DATA SUPPLIED:
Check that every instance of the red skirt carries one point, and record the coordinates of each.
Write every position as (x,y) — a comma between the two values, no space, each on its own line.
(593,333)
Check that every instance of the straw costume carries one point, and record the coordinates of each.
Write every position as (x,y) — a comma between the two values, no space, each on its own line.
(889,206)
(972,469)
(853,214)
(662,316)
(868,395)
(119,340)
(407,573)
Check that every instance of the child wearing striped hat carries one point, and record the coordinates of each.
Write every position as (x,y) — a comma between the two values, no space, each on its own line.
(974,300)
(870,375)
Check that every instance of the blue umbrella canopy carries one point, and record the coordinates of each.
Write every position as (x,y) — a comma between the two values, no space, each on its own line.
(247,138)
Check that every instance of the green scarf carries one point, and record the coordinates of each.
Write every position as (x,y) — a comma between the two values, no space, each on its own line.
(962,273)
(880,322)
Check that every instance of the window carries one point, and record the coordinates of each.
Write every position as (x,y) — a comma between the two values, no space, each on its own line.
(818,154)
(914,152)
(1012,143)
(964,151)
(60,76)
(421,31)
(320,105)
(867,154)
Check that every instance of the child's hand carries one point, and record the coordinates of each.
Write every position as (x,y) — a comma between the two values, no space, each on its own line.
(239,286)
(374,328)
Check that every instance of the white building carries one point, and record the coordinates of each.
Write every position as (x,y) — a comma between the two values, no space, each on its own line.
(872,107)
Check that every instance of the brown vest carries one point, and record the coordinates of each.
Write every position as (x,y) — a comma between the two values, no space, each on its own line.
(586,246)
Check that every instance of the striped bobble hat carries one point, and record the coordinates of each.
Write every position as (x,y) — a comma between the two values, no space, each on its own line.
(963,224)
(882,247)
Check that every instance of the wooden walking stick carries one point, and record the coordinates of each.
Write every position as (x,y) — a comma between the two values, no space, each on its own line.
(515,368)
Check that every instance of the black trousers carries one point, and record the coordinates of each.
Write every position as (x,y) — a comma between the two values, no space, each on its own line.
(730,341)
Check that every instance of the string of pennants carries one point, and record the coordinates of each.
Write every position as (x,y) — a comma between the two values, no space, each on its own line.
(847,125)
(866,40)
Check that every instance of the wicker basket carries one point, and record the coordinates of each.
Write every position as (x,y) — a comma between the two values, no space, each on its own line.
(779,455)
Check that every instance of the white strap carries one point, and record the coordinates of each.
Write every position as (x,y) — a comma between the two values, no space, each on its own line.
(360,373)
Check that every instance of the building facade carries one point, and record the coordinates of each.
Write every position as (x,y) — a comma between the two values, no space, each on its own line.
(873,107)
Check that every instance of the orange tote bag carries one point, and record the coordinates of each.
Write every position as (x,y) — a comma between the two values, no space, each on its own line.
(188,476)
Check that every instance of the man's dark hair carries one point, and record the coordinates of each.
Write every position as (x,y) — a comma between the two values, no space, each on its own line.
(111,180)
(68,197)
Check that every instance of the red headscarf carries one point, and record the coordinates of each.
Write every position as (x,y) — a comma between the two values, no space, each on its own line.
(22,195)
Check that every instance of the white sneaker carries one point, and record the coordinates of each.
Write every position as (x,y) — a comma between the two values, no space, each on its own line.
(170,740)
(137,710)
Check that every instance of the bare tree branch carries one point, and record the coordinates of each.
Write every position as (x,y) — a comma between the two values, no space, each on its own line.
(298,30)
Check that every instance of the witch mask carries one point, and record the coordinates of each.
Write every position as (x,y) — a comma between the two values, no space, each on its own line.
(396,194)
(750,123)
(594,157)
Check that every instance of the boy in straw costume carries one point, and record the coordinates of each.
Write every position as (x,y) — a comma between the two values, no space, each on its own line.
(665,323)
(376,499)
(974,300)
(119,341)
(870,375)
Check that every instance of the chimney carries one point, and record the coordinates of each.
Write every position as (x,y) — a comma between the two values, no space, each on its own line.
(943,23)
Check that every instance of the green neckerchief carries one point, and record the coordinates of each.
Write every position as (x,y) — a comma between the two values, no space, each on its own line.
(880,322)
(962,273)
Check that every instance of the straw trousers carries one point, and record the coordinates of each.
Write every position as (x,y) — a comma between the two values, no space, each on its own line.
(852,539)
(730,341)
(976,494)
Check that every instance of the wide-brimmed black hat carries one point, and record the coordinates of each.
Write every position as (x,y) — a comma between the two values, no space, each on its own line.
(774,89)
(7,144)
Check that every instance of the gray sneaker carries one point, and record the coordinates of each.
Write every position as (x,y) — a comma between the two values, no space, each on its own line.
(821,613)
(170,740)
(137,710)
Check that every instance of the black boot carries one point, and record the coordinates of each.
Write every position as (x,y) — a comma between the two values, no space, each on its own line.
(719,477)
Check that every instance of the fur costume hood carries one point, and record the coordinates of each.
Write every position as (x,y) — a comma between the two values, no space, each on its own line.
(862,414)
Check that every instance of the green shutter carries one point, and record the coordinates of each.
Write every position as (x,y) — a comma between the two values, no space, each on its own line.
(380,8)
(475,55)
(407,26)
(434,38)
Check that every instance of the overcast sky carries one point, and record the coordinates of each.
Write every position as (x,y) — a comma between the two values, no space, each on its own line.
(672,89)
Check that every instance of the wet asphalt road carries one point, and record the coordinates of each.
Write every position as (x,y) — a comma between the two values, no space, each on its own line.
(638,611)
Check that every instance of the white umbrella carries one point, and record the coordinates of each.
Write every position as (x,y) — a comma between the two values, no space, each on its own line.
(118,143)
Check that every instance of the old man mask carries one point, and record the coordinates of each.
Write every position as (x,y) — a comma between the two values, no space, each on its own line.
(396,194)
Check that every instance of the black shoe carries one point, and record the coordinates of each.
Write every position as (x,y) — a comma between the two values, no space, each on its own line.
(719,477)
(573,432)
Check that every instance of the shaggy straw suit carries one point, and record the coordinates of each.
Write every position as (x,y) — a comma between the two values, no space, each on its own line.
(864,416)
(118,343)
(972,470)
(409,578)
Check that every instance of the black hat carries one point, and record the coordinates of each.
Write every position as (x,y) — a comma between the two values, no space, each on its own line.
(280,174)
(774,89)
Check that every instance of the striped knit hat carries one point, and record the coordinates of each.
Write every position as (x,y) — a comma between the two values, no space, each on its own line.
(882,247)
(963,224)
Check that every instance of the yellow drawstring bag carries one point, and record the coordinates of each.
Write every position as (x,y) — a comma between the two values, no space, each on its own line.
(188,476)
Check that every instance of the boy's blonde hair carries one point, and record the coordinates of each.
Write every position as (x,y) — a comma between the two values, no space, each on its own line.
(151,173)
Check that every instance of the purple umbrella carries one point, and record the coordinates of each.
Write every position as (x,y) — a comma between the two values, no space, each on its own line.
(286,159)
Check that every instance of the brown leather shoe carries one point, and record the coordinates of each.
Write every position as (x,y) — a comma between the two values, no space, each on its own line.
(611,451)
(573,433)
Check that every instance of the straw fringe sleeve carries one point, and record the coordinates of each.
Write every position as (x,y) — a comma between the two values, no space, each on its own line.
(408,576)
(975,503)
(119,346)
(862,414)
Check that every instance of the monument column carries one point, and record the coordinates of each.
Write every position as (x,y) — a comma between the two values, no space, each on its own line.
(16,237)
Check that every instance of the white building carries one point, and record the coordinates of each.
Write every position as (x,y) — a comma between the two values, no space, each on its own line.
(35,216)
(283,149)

WORK REQUEST: Which of the lines above hold the string "green"? Pick each of them out.

SOLUTION TO THIS PROBLEM:
Check that every instance of the green scarf carries one point, and record the coordinates of each.
Check that every instance of the green neckerchief carries one point, and record the coordinates of each.
Check that every instance of the green shutter carries one point, and record the coordinates of each.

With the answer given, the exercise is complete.